[PROBLEM REQUIREMENTS]: Can you lay out every line of the listing below as a numbered list, leaving out any blank lines?

[Point placement records]
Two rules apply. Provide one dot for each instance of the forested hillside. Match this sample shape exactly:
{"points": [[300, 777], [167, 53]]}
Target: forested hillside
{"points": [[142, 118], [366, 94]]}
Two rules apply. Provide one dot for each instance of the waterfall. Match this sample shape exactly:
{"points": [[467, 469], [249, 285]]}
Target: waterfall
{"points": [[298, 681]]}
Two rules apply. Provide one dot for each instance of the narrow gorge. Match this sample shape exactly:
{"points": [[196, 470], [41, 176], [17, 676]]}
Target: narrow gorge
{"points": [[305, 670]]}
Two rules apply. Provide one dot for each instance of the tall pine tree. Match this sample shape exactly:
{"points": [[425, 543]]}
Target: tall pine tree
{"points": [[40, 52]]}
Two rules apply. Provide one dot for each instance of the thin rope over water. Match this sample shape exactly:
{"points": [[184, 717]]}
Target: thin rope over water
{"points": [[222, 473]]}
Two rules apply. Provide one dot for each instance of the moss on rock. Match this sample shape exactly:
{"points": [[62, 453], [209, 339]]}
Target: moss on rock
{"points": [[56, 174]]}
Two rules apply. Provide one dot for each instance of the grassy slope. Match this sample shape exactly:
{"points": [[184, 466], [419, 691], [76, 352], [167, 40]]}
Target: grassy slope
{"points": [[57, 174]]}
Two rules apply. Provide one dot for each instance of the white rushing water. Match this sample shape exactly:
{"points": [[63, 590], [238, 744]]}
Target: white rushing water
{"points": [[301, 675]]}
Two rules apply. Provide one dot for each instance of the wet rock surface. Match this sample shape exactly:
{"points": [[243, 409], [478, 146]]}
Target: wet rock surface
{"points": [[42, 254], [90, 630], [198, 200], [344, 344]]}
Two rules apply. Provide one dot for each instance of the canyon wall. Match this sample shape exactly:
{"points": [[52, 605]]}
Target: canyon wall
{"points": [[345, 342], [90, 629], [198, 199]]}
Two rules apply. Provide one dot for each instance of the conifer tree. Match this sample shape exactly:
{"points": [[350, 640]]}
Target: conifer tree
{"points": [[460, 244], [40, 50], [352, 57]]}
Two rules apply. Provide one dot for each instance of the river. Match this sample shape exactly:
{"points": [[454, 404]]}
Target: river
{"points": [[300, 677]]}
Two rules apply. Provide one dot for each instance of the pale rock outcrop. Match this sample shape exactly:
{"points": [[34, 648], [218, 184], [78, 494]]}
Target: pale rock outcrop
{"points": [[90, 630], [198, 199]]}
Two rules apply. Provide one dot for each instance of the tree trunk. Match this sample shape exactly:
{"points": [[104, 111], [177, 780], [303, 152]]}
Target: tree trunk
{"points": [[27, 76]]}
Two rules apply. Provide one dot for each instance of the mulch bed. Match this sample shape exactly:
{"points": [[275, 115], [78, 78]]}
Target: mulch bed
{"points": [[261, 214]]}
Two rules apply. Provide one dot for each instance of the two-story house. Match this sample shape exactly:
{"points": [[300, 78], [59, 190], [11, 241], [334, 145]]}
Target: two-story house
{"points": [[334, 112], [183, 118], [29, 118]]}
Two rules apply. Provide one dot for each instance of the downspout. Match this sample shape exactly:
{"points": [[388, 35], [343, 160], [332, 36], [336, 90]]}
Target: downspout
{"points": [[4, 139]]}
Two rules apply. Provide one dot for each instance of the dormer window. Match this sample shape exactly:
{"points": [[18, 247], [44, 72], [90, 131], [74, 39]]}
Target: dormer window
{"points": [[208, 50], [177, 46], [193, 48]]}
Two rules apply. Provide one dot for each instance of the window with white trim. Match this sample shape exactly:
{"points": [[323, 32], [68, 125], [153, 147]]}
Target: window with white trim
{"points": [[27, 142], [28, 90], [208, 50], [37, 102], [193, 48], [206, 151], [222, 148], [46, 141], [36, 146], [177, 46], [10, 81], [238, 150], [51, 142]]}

[ANSWER TO THIS PROBLEM]:
1. Two rules apply. Provide one dot for each instance of the forested hillside. Match this sample shape exactly:
2. {"points": [[300, 777], [167, 53]]}
3. Target: forested hillside
4. {"points": [[142, 118], [366, 94]]}
5. Two rules apply. Provide one dot for each instance of the waterfall. Match this sample shape exactly:
6. {"points": [[467, 469], [249, 285]]}
7. Target: waterfall
8. {"points": [[298, 681]]}
9. Two rules apply. Provide one dot for each instance of the narrow gorge. Match this sample shape exactly:
10. {"points": [[196, 470], [41, 176], [17, 676]]}
11. Target: narrow gorge
12. {"points": [[305, 670]]}
13. Two rules apply. Provide one dot for each instance of the tall pine tree. Match this sample shape exactly:
14. {"points": [[425, 543]]}
15. Target: tall pine tree
16. {"points": [[40, 52]]}
17. Two rules apply. Provide one dot for each instance of the thin rope over water. Match this sample shape exactly:
18. {"points": [[184, 717]]}
19. Target: thin rope over water
20. {"points": [[222, 473]]}
21. Two rules apply. Provide one dot for each instance of the moss on rock. Match this sample shape exactly:
22. {"points": [[62, 453], [209, 339]]}
23. Target: moss on rock
24. {"points": [[56, 174]]}
25. Two rules apply. Provide one dot for each instance of the grassy slope. Match this sample shape exactly:
26. {"points": [[184, 466], [419, 691], [76, 352], [167, 40]]}
27. Target: grassy slope
28. {"points": [[57, 174]]}
29. Two rules apply. Provide one dot for each instance of the white rushing water. Match this sample shape exactly:
30. {"points": [[63, 590], [238, 744]]}
31. Target: white rushing water
32. {"points": [[301, 675]]}
33. Two rules apply. Provide one dot for each instance of the wet rock surface. Match this sample shape exactly:
34. {"points": [[243, 409], [478, 146]]}
35. Target: wet rock surface
36. {"points": [[42, 254], [90, 630], [198, 200], [344, 344]]}
37. Two rules apply. Provide one dot for each instance of the canyon wall. Match this sample shape exactly:
38. {"points": [[52, 605]]}
39. Target: canyon wall
40. {"points": [[345, 342], [90, 629], [198, 199]]}
41. Two rules apply. Provide one dot for each instance of the conifer tree. Match this sample shape exactly:
42. {"points": [[350, 640]]}
43. Target: conifer tree
44. {"points": [[460, 244], [40, 50], [352, 57]]}
45. Two rules apply. Provide one dot for each instance of the river. Match this sample shape exactly:
46. {"points": [[454, 404]]}
47. Target: river
48. {"points": [[300, 677]]}
49. Two rules apply. Provide one dot for each instance of the pale rock outcrop. Match this sample shape exactly:
50. {"points": [[34, 648], [218, 184], [78, 494]]}
51. Target: pale rock outcrop
52. {"points": [[90, 630], [198, 199]]}
53. Two rules apply. Provide one dot for each instance of the tree trunk. Match this sample shape exactly:
54. {"points": [[104, 111], [177, 780], [303, 152]]}
55. Target: tree trunk
56. {"points": [[27, 76]]}
57. Two rules apply. Provide one dot for each instance of the mulch bed. Match this sample shape exactly:
58. {"points": [[275, 115], [78, 78]]}
59. Target: mulch bed
60. {"points": [[261, 214]]}
61. Two rules apply. Provide one dot for each instance of the two-story house. Match this sample shape exactly:
62. {"points": [[300, 78], [59, 190], [11, 241], [334, 145]]}
63. Target: two-story house
64. {"points": [[334, 112], [183, 118], [29, 118]]}
65. Two rules apply. Provide one dot for each instance of the downspout. Match this sample shape exactly:
66. {"points": [[388, 35], [343, 160], [332, 36], [336, 90]]}
67. Target: downspout
68. {"points": [[4, 139]]}
69. Two rules apply. Provide one dot for each instance of the dormer window. Match this sample shape exactly:
70. {"points": [[18, 247], [44, 72], [90, 131], [74, 39]]}
71. Target: dormer window
72. {"points": [[208, 50], [177, 46], [193, 48]]}
73. Two rules apply. Provide one dot for each instance of the window with white trim. Match this sample shape exactly:
74. {"points": [[323, 32], [68, 125], [153, 147]]}
75. Target: window with white trim
76. {"points": [[27, 142], [28, 90], [208, 50], [37, 102], [193, 48], [206, 151], [222, 148], [46, 141], [36, 146], [177, 46], [10, 81], [238, 150], [51, 142]]}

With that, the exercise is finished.